| DATA |
________________________________________

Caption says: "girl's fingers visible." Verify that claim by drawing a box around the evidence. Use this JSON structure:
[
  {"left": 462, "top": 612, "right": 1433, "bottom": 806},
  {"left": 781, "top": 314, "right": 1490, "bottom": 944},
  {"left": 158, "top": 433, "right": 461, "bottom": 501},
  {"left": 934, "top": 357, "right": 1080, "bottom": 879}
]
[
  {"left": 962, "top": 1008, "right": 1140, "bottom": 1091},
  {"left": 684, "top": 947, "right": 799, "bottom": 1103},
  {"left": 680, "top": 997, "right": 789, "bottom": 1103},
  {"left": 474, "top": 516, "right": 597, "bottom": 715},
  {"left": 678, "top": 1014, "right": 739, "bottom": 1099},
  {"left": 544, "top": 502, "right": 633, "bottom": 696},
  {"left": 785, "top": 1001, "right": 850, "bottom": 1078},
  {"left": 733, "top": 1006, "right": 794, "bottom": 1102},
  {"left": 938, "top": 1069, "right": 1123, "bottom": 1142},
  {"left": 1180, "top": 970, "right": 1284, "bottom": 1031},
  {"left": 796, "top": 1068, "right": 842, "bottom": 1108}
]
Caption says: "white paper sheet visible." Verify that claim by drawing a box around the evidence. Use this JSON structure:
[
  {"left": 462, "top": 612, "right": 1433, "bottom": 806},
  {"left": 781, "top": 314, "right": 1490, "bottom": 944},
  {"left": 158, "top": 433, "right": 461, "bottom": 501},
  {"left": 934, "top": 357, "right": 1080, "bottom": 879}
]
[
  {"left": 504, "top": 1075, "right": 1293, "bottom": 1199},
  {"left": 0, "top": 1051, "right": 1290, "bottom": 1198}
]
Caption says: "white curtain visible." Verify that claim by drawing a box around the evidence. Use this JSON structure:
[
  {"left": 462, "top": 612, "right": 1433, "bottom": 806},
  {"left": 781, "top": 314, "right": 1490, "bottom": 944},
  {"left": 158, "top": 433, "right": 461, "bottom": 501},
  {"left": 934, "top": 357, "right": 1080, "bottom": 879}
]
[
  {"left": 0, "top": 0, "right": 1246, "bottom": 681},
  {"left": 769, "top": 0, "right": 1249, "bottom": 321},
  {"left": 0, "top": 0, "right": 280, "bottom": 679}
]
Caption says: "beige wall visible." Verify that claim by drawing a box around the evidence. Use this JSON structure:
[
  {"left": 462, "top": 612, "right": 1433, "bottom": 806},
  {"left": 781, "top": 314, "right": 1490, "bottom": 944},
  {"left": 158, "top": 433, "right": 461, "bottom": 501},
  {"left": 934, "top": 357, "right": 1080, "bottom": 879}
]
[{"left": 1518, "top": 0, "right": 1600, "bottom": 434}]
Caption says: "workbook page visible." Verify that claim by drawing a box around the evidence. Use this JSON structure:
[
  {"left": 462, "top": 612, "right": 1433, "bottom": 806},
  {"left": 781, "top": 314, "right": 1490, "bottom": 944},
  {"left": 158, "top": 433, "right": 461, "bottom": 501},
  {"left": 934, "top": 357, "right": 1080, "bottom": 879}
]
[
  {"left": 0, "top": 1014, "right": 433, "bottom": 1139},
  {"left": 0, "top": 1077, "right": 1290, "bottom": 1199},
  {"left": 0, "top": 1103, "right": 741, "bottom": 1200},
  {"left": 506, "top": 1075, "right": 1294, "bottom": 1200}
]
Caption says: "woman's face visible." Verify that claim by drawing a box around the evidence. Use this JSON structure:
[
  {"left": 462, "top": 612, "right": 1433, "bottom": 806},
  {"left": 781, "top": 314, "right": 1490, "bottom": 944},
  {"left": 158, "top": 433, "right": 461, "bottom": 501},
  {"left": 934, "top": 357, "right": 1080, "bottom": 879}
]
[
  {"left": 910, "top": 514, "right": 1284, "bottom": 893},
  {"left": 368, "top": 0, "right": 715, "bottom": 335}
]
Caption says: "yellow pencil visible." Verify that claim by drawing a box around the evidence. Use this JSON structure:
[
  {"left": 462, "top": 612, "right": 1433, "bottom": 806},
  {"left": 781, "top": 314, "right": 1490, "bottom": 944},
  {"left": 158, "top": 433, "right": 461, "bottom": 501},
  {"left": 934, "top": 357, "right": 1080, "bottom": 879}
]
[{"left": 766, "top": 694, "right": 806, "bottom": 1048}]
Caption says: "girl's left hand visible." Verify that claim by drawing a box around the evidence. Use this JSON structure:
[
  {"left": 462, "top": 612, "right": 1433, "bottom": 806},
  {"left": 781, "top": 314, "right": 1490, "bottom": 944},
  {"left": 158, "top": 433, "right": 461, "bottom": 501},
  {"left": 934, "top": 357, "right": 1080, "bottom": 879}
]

________________________________________

| TASK INSTRUCTIONS |
Everything in the listing above should be repeated exactly.

| SOLUTION TO THIS TASK |
Caption says: "girl's fingers visible." Verify that claim by drawing a box around the evidence. Use this JSON structure:
[
  {"left": 462, "top": 612, "right": 1433, "bottom": 806},
  {"left": 781, "top": 314, "right": 1490, "bottom": 944},
  {"left": 158, "top": 433, "right": 461, "bottom": 501},
  {"left": 934, "top": 357, "right": 1080, "bottom": 879}
]
[
  {"left": 962, "top": 1008, "right": 1140, "bottom": 1091},
  {"left": 684, "top": 947, "right": 799, "bottom": 1103},
  {"left": 680, "top": 997, "right": 789, "bottom": 1103},
  {"left": 474, "top": 516, "right": 597, "bottom": 715},
  {"left": 678, "top": 1014, "right": 739, "bottom": 1099},
  {"left": 544, "top": 502, "right": 633, "bottom": 696},
  {"left": 785, "top": 1001, "right": 850, "bottom": 1078},
  {"left": 733, "top": 1006, "right": 794, "bottom": 1102},
  {"left": 938, "top": 1069, "right": 1123, "bottom": 1142},
  {"left": 1180, "top": 970, "right": 1284, "bottom": 1031},
  {"left": 796, "top": 1068, "right": 842, "bottom": 1108}
]
Caption says: "white paper sheet visible." Verify that claim by drawing a box around the evidence. Use this JSON structure:
[
  {"left": 462, "top": 612, "right": 1433, "bottom": 806},
  {"left": 781, "top": 314, "right": 1490, "bottom": 944},
  {"left": 158, "top": 433, "right": 461, "bottom": 501},
  {"left": 934, "top": 357, "right": 1080, "bottom": 879}
]
[
  {"left": 504, "top": 1075, "right": 1293, "bottom": 1199},
  {"left": 0, "top": 1051, "right": 1290, "bottom": 1198}
]
Caption says: "white curtain visible." Verify that claim by drawing a box around the evidence. Use this JSON structure:
[
  {"left": 462, "top": 612, "right": 1433, "bottom": 806},
  {"left": 781, "top": 314, "right": 1490, "bottom": 944},
  {"left": 158, "top": 433, "right": 461, "bottom": 501},
  {"left": 934, "top": 357, "right": 1080, "bottom": 879}
]
[
  {"left": 0, "top": 0, "right": 1246, "bottom": 681},
  {"left": 769, "top": 0, "right": 1249, "bottom": 321},
  {"left": 0, "top": 0, "right": 280, "bottom": 679}
]
Caption says: "beige wall visible." Verify that claim by drawing a box around the evidence. Use this JSON structure:
[
  {"left": 462, "top": 612, "right": 1433, "bottom": 806},
  {"left": 781, "top": 314, "right": 1490, "bottom": 944},
  {"left": 158, "top": 433, "right": 461, "bottom": 501},
  {"left": 934, "top": 357, "right": 1080, "bottom": 879}
]
[{"left": 1518, "top": 0, "right": 1600, "bottom": 434}]
Caption says: "workbook page visible." Verify that claim by drawing a box around the evidence. Use this JSON structure:
[
  {"left": 462, "top": 612, "right": 1433, "bottom": 806},
  {"left": 781, "top": 314, "right": 1490, "bottom": 944},
  {"left": 158, "top": 433, "right": 461, "bottom": 501},
  {"left": 934, "top": 357, "right": 1080, "bottom": 879}
]
[
  {"left": 0, "top": 1014, "right": 433, "bottom": 1139},
  {"left": 0, "top": 1077, "right": 1290, "bottom": 1199},
  {"left": 0, "top": 1103, "right": 741, "bottom": 1200},
  {"left": 506, "top": 1075, "right": 1294, "bottom": 1200}
]
Caption says: "woman's face visible." Verify that claim by drawing a box around the evidence. Use this JSON structure:
[
  {"left": 462, "top": 612, "right": 1433, "bottom": 806},
  {"left": 781, "top": 314, "right": 1490, "bottom": 944},
  {"left": 158, "top": 433, "right": 461, "bottom": 501},
  {"left": 934, "top": 357, "right": 1080, "bottom": 879}
]
[
  {"left": 910, "top": 514, "right": 1284, "bottom": 893},
  {"left": 368, "top": 0, "right": 715, "bottom": 335}
]
Caption says: "yellow pencil visible." Verify that claim by drawing a box around the evidence. Use this JSON structure:
[
  {"left": 462, "top": 612, "right": 1433, "bottom": 806},
  {"left": 781, "top": 314, "right": 1490, "bottom": 944},
  {"left": 158, "top": 433, "right": 461, "bottom": 501},
  {"left": 934, "top": 357, "right": 1080, "bottom": 879}
]
[{"left": 766, "top": 694, "right": 806, "bottom": 1048}]
Caption says: "girl's left hand visible." Verify that claim by drawing a box around the evidence. Use this JSON structure:
[
  {"left": 462, "top": 612, "right": 1433, "bottom": 806},
  {"left": 781, "top": 314, "right": 1490, "bottom": 944},
  {"left": 158, "top": 433, "right": 461, "bottom": 501},
  {"left": 934, "top": 357, "right": 1080, "bottom": 879}
]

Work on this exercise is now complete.